Exercise requirements -
Continue the interview excerpt about the band and its album, starting right after its final sentence.

Source extract -
===

This is one of my favorite all time songs. It is the result of developing an understanding of Tantric philosophy as it restates to love and sexual communion. According to Tantric Art and Tantric love ideas, humans, male and female, are one being, separated by illusion when they are born into time. Their task is to reunite, through correct sexual union, so that they are once again whole beings, combining both male and female aspects. This union transcends space and time and places the man and woman into cosmic consciousness rather than being bound in the conditioned, ego based consciousness that defines the status quo. This transformations allows and enhances creative psychological evolution to occur and is the key to human salvation.
George Banks made the cover artwork. He’s a wonderful artist and a very good man in all respects. I am still good friends with George and see him occasionally when I am in Houston.
The recording sessions were fun. We thought we were all going to be rock stars. We had no idea that we would come out of the deal with absolutely no rights to our own music and no promotional assistance. Still, it was fun and I in no way regret having done it. The record seems to be immortal to some extent and I still have fans all over the world who are apparently inspired by the songs. That’s a good feeling and I am happy to have done my part during those times. I have no idea how many records were pressed back then.
What happened next?
Unfortunately, the band broke up not long after recording the album. Our deal with IA and their lack of effort in our behalf made financial sustenance impossible. We all had to get other jobs to support ourselves and our families. Bill Hallmark and I both pursued music careers to some extent, though separately. I spent many years doing singer/songwriter gigs all over the country and formed various bands as well.
What are some of your favorite memories from gigs?
I remember a gig at “The Dunes” in Port Aransas when some guy tried to hit on Rita, Tommy Ramsey’s wife, during the performance. Tommy jumped off stage and decked the guy and we all jumped in an it turned into a huge, western-style barfight. Nobody was seriously injured and we felt pretty elated about the whole incident. Back then, having long hair and being a musician in Texas was a call to arms. The rednecks always thought they could push us around, but we were South Austin street fighters and they were usually in for a big surprise. We kicked a lot of ass after gigs and at all night truck stops during those days. I know it seems contradictory that such violence could be compatible with my esoteric philosophy, but that’s the way it was.

===

[Region pointing data]
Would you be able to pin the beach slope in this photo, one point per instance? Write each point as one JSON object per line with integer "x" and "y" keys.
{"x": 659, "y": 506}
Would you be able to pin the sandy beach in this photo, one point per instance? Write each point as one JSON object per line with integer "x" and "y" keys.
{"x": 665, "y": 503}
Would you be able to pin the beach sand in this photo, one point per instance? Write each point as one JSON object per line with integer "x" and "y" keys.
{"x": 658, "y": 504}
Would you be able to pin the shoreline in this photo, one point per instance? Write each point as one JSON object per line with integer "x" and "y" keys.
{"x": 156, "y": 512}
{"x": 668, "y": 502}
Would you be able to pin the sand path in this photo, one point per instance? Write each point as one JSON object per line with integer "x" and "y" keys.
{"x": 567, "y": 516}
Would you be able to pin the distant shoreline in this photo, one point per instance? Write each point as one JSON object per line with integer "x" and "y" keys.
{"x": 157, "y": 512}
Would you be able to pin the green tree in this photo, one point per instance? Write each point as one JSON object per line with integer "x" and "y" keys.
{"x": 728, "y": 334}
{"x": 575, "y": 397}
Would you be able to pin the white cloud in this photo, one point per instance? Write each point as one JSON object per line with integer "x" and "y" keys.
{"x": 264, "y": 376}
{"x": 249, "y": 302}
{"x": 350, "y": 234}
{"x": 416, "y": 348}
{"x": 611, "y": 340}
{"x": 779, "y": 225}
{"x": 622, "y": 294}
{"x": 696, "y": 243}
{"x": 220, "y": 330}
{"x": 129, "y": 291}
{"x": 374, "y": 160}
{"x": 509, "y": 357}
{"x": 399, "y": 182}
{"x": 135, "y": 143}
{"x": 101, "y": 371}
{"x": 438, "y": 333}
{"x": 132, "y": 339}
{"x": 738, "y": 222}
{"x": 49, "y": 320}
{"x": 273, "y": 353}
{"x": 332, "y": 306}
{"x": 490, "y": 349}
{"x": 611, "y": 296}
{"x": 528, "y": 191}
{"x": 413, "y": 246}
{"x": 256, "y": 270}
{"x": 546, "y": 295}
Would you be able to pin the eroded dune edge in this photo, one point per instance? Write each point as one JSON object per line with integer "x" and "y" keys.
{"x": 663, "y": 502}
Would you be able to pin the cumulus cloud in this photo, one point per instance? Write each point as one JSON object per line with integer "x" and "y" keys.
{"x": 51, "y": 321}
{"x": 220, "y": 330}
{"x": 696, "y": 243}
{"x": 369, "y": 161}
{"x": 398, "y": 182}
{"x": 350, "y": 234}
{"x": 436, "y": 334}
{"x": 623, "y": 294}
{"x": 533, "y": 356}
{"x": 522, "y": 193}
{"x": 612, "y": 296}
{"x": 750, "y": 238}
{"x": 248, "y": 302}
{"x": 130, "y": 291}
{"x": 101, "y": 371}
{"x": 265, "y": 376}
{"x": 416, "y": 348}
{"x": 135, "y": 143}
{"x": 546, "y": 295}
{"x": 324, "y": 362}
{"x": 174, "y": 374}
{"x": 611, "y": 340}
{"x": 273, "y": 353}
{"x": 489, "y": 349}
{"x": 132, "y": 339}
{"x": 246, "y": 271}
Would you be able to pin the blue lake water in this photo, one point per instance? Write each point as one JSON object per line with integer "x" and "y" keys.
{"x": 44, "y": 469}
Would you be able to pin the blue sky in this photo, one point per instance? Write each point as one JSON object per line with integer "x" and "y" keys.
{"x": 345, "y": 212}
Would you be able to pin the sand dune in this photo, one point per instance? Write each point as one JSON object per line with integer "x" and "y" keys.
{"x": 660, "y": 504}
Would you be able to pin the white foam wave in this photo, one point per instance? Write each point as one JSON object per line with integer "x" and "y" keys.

===

Exercise output -
Connection with Roky Erickson Of the 13th Floor Elevators
Yes, I was good friends with Roky. There are lots of stories about him, but one stands out. I can’t really do it justice in this interview, but it occurred in Houston during the recording of Power Plant. Tommy Hall and Roky and Jerry Lightfoot and I took some mescaline and Tommy took us to the Hogg Foundation park in Houston to witness the parade of elephants that happened at midnight. We witnessed the event, though it was most likely a collective hallucination engineered by the mystic, Tommy Hall. Anyway, after the parade, we sat in a circle and there was an extremely comprehensive debate between Tommy and Roky about what was the real importance of the 13th Floor Elevators. Tommy insisted it was the intellectual understanding of the esoteric ideas about which their lyrics were concerned… ideas mostly generated originally by the Armenian mystic, George Gurdjieff and the Russian Psychologist, P. D. Ouspensky. Roky felt the more important purpose was the expression of love and brotherhood that the band symbolized.
Jerry and I just listened for the most part and were amazed by the depth and meaningful insights both men expressed. I have never forgotten that night and that wonderful debate.
What are you doing these days, George?
I am awaiting a liver transplant and playing a few gigs to raise money for the medicine and surgery. On a day to day, I am also building an Acupuncture Clinic on my land and writing a new novel about Texas seceding from the union. Besides that, I have a few horses that I am currently training to be saddle ready.
Thank you very much for the interview.